What follows is a set of records, each of which is to be written out exactly.

===== Provided information

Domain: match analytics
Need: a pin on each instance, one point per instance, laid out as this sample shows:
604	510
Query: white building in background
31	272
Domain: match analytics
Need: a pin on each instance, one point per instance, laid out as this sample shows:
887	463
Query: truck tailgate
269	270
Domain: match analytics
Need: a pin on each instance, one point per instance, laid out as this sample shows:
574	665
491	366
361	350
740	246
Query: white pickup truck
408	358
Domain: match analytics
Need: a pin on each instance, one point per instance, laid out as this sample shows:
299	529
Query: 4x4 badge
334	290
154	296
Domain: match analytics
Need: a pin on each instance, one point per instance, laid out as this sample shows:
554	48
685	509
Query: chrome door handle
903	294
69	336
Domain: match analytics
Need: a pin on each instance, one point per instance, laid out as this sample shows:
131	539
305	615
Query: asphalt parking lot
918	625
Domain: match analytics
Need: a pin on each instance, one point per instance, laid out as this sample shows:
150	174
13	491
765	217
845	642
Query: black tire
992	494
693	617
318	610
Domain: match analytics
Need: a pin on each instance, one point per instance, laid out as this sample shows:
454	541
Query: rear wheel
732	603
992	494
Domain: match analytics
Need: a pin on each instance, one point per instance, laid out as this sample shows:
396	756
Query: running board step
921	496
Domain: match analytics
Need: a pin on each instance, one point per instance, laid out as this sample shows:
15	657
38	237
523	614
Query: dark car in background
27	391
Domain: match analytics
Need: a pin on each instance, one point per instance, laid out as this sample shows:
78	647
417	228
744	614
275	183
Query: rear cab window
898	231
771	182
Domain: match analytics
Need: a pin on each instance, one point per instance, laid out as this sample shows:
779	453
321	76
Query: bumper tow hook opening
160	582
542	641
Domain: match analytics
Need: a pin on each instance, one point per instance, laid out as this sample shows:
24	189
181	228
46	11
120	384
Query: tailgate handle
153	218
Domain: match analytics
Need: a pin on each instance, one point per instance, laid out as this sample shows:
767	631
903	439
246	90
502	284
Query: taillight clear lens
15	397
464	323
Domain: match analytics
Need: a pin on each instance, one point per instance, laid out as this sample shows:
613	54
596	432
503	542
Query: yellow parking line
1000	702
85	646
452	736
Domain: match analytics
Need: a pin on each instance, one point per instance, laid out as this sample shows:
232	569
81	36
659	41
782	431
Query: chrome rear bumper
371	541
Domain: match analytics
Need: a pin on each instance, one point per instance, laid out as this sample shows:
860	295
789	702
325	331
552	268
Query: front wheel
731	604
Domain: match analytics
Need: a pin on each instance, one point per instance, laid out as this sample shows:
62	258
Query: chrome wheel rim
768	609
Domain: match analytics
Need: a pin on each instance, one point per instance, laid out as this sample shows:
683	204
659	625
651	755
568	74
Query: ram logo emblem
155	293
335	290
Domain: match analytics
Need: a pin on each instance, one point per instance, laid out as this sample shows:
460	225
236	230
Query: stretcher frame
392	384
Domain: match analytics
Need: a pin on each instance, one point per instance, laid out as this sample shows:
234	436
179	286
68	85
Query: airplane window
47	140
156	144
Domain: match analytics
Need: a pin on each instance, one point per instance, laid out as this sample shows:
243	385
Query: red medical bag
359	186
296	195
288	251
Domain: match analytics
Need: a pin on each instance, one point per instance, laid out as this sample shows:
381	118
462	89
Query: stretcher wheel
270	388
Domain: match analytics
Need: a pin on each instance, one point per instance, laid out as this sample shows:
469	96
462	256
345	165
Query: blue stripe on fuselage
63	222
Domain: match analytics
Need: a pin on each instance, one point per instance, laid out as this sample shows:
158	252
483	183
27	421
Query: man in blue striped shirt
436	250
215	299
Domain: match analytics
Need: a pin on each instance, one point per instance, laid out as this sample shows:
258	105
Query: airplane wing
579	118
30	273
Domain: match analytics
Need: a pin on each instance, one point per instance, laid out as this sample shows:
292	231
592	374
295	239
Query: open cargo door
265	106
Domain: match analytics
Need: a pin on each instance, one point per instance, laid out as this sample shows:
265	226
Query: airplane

==========

* _Exercise answer_
Domain: match analytics
Need: a pin on each instance, one point per instance, laid out as this sample shows:
604	510
Query: white building in background
31	272
Domain: match analytics
Need: a pin on each instance, one point per instance, laid out as this sample shows:
887	463
Query: truck tailgate
269	270
Domain: match analytics
Need: a pin on each instance, one point per instance, laid out as this sample shows:
574	665
491	366
361	350
740	246
Query: white pickup truck
408	358
Domain: match analytics
Need: a pin on each instance, one point per instance, laid out as this sample shows:
299	529
Query: 4x4 badge
334	290
154	296
Domain: match analytics
Need: a pin on each instance, one point per instance, laid out as this sample shows:
554	48
685	509
Query: chrome door handle
903	294
69	336
Domain: match analytics
Need: a pin on each instance, one point per instance, laid out as this sample shows:
131	539
305	615
Query: asphalt parking lot
918	625
Domain: match analytics
Need: a pin on each instance, one point per instance, laid out as this sample shows:
150	174
13	491
765	217
845	642
Query: black tire
992	494
693	617
318	610
Domain: match analytics
Need: a pin on each instance, one point per instance, laid out as this sample shows:
454	541
Query: rear wheel
732	603
992	494
Domain: match analytics
Need: a pin on each instance, one point per instance, laid out as this sample shows:
396	756
Query: running board step
921	496
Domain: match analytics
Need: a pin on each instance, one point per instance, laid out as this sample shows:
15	657
38	237
523	614
Query: dark car in background
27	391
Domain: match analytics
Need: a pin on each instance, one point per instance, laid out as this sample shows:
78	647
417	228
744	614
275	183
Query: rear cab window
898	231
771	182
Domain: match analytics
Need: a pin on each instance, one point per instance, laid out as this sample shows:
779	453
321	76
Query: bumper tow hook opening
160	582
542	641
Domain: match analytics
Need: a pin on each instance, one point per instance, laid out as this sample shows:
24	189
181	228
46	11
120	384
Query: tailgate handle
153	218
Domain: match analytics
Need: a pin on each instance, one point per instance, laid out as this sample shows:
767	631
903	439
246	90
502	284
Query: taillight clear lens
15	397
464	323
Domain: match analytics
Need: a pin on each instance, one point per instance, laid out as this sample shows:
613	54
596	432
503	542
Query: yellow parking line
1000	702
85	646
452	736
Domain: match analytics
Need: a pin on each instance, one point per instance, laid out as this sample shows:
232	569
81	36
659	41
782	431
Query: chrome rear bumper
371	541
Domain: match analytics
Need: a pin on each instance, one point per instance, laid out as this sample shows:
860	295
789	702
325	331
552	268
Query: front wheel
731	604
Domain: match analytics
Need: a pin on each instance, one point per instance, laid out as this sample shows:
62	258
Query: chrome wheel rim
768	609
Domain: match analytics
Need: a pin on each instance, one point per instance, laid out as this sample shows:
683	204
659	625
651	755
568	74
Query: ram logo emblem
155	293
335	290
Domain: match analytics
Need: a pin on each instance, one point per instance, laid out as this sample shows:
460	225
236	230
Query: stretcher frame
392	384
Domain: match analytics
Need: a pin on each instance, one point per instance, laid out as this sample shows:
234	436
179	286
68	85
Query: airplane window
47	140
156	144
Domain: match analytics
Need: a pin on each instance, one point per instance, laid out as this sample shows:
243	385
Query: red medical bag
359	186
296	195
288	251
Domain: match analytics
Need: a pin on each instance, one point per instance, laid out as this sample shows:
381	118
462	89
Query: stretcher wheel
270	388
Domain: match analytics
Need: a pin on each instance, one point per instance, laid out as this sample shows:
469	96
462	256
345	165
Query: blue stripe on fuselage
63	222
Domain: match analytics
Need: a pin on each instance, one point per instance, laid out as this sample shows:
158	252
483	183
27	421
Query: man in blue striped shirt
436	250
215	299
Domain: match analytics
Need: a pin on each instance, one point per instance, laid out as this sample shows:
258	105
Query: airplane wing
579	118
30	273
Domain: match analytics
Need: a pin on each instance, one point per instance, laid out as this sample shows:
292	231
592	374
295	239
Query: open cargo door
265	106
Domain: match analytics
Need: a pin on each instance, one point per instance, laid out as this sample shows:
265	226
Query: airplane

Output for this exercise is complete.